Directions: Print all of the data exactly as written.

━━━━━ Supplied material

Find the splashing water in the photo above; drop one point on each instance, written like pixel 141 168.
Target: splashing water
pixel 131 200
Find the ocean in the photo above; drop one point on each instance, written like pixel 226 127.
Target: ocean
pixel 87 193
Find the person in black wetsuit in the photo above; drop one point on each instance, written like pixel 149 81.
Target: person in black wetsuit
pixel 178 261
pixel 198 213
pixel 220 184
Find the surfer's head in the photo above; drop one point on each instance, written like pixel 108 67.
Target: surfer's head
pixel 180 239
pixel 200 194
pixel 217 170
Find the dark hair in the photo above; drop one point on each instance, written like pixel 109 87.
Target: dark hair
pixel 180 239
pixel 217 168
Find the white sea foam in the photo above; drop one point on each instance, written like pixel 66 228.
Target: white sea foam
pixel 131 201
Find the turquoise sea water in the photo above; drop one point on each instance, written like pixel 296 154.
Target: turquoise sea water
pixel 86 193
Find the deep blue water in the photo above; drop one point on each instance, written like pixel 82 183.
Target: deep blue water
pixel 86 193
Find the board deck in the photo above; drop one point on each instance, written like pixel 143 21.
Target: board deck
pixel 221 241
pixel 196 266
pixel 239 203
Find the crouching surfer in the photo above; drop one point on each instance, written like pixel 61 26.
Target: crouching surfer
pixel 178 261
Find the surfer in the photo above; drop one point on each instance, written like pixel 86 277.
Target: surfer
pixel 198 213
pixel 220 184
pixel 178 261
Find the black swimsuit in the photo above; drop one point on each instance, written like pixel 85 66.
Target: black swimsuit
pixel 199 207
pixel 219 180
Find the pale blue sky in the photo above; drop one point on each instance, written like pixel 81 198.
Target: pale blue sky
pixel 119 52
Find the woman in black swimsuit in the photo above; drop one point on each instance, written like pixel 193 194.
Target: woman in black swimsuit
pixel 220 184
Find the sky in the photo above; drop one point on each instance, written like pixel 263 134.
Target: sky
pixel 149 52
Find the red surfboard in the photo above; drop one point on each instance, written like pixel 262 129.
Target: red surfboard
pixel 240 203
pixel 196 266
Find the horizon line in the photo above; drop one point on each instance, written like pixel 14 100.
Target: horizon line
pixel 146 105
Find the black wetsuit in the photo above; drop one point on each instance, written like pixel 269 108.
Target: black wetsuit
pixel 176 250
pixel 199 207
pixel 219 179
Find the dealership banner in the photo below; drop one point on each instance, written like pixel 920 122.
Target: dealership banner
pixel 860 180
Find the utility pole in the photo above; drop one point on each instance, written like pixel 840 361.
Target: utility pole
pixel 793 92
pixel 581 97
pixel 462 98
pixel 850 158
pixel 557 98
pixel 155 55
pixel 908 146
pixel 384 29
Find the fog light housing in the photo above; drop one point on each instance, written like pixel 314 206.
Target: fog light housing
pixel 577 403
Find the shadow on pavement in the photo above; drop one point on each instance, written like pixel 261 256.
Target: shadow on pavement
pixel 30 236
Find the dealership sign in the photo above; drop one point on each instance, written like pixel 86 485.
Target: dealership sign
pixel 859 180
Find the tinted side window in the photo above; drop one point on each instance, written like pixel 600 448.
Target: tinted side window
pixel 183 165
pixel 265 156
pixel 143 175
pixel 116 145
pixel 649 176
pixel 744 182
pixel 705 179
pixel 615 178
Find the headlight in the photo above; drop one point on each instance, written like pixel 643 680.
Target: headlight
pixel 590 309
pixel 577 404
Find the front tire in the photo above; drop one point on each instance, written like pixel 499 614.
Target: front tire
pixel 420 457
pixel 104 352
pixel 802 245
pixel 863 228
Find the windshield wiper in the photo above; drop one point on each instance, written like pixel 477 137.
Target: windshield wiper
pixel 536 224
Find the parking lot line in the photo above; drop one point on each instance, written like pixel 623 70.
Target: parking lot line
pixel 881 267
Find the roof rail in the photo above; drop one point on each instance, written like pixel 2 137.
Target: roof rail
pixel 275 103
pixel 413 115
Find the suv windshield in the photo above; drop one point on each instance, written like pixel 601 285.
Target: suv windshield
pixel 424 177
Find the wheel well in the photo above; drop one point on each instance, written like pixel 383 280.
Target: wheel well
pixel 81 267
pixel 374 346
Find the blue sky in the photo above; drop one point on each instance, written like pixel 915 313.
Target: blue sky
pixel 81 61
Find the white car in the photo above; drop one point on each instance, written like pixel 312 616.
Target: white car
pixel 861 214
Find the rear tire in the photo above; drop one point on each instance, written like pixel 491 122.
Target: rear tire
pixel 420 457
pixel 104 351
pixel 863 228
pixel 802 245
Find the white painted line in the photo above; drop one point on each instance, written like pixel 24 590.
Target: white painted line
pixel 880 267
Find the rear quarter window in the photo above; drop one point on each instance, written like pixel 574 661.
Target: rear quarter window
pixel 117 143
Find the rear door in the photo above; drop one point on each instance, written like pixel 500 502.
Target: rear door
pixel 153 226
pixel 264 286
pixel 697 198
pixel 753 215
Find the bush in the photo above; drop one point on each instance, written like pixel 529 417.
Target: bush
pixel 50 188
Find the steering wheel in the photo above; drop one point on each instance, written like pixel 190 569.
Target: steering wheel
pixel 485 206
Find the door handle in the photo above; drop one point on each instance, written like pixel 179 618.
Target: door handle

━━━━━━━━━━

Task solution:
Find the splashing water in the photo above; drop one point on each instance, written like pixel 141 168.
Target: splashing water
pixel 131 200
Find the ocean in the photo above; drop one point on each instance, written like pixel 226 127.
Target: ocean
pixel 87 193
Find the person in black wetsuit in the photo above; drop one point on each instance, written like pixel 149 81.
Target: person in black wetsuit
pixel 178 261
pixel 198 213
pixel 220 184
Find the surfer's head in the photo above; drop one point on each instance, written like pixel 108 67.
Target: surfer's head
pixel 180 239
pixel 200 194
pixel 217 170
Find the dark hair in the photo above; drop one point on each instance, written like pixel 109 87.
Target: dark hair
pixel 180 239
pixel 217 168
Find the white sea foam in the photo above; drop one point on each instance, written like pixel 66 228.
Target: white sea foam
pixel 131 201
Find the turquoise sea water in the photo above; drop one point on each instance, written like pixel 296 154.
Target: turquoise sea water
pixel 86 193
Find the deep blue water in the photo above; drop one point on each instance, written like pixel 82 183.
Target: deep blue water
pixel 86 193
Find the board deck in the photo above; drop one point on each instance, written like pixel 143 21.
Target: board deck
pixel 221 241
pixel 196 266
pixel 239 203
Find the crouching surfer in the photo above; drop one point on each instance, written like pixel 61 26.
Target: crouching surfer
pixel 178 261
Find the surfer in the photo above; drop one point on each instance, written like pixel 86 277.
Target: surfer
pixel 198 213
pixel 220 184
pixel 178 261
Find the black swimsuit in the photo above; drop one point on each instance, written like pixel 85 66.
Target: black swimsuit
pixel 199 207
pixel 219 180
Find the pale blue sky in the photo above; drop one point on each instance, written like pixel 81 198.
Target: pale blue sky
pixel 119 52
Find the woman in black swimsuit in the photo above; drop one point on each instance, written like pixel 193 194.
Target: woman in black swimsuit
pixel 220 184
Find the sky in the photo above; drop one point on each instance, written like pixel 263 134.
Target: sky
pixel 149 52
Find the red surfboard in the photo above; drop one point on each instance, written like pixel 262 129.
Target: red surfboard
pixel 240 203
pixel 196 266
Find the horizon line in the photo above; drop one point on each instance, written like pixel 14 100.
Target: horizon line
pixel 146 105
Find the black wetsuit in the photo above; drop one point on each instance, written like pixel 269 108.
Target: black wetsuit
pixel 176 250
pixel 199 207
pixel 219 179
Find the dealership banner in the photo below; drop one point on each instance, written like pixel 920 122.
Target: dealership banner
pixel 860 180
Find the utility pole in the photo above; drop one point on each instance, written like pixel 840 361.
Target: utility pole
pixel 793 92
pixel 581 97
pixel 462 98
pixel 850 158
pixel 557 98
pixel 155 55
pixel 908 146
pixel 384 29
Find the fog light housing in the photo above; drop one point on each instance, written like pixel 314 206.
Target: fog light housing
pixel 577 403
Find the shadow on pavement in the photo above; drop one point on each instance, written like pixel 261 256.
Target: shadow on pavement
pixel 30 236
Find the dealership sign in the photo above; drop one point on each instance, written like pixel 86 485.
Target: dealership sign
pixel 859 180
Find the tinted side window in the photo above; drop one point on each instance, written like pixel 600 448.
Target: tinted side window
pixel 183 165
pixel 265 156
pixel 143 175
pixel 116 145
pixel 649 176
pixel 744 182
pixel 705 179
pixel 615 178
Find the headlight in the photo above; drop one point on each instance, written like pixel 643 680.
Target: headlight
pixel 590 309
pixel 577 404
Find the front tire in the photo above; drop one point on each instance, written like pixel 499 614.
Target: front tire
pixel 420 457
pixel 104 352
pixel 802 245
pixel 863 228
Find the windshield wiper in the photo above; drop one point on each instance, written like pixel 477 137.
Target: windshield wiper
pixel 536 224
Find the parking lot line in the photo above; drop one point on each instance, written like pixel 623 70.
Target: parking lot line
pixel 881 267
Find the roof rail in the photo above; drop one point on each instance, written like pixel 2 137.
Target: roof rail
pixel 275 103
pixel 413 115
Find the suv windshield in the photo above; drop one point on each instance, written like pixel 601 285.
Target: suv windshield
pixel 424 177
Find the wheel well in the photo above; drop one point on each instance, written like pixel 383 280.
Target: wheel well
pixel 81 267
pixel 374 346
Find the blue sky in the photo above; drop one point on each instance, written like pixel 915 313.
Target: blue sky
pixel 81 61
Find the white car in the photo above; drop one point on each instance, written like pixel 312 616.
Target: white car
pixel 861 214
Find the rear tire in the photo above; drop one point on each instance, written like pixel 491 122.
Target: rear tire
pixel 420 457
pixel 104 351
pixel 863 228
pixel 802 245
Find the white painted line in the photo above; drop one point on each instance, written like pixel 24 590.
Target: white painted line
pixel 880 267
Find the rear quarter window in the photo above; drop one point on each instance, written like pixel 574 661.
Target: rear quarter window
pixel 117 143
Find the rear door in the photo above; drop one point on each instance, written like pixel 500 502.
Target: rear door
pixel 153 226
pixel 264 286
pixel 697 198
pixel 753 215
Find the bush in the photo above; drop one point on each instance, written like pixel 529 417.
Target: bush
pixel 50 188
Find the steering wheel in the photo above; drop one point on each instance, written like pixel 190 569.
Target: steering wheel
pixel 485 206
Find the door handle in the photo above; drop one point on each instance, written like pixel 179 618.
Target: door handle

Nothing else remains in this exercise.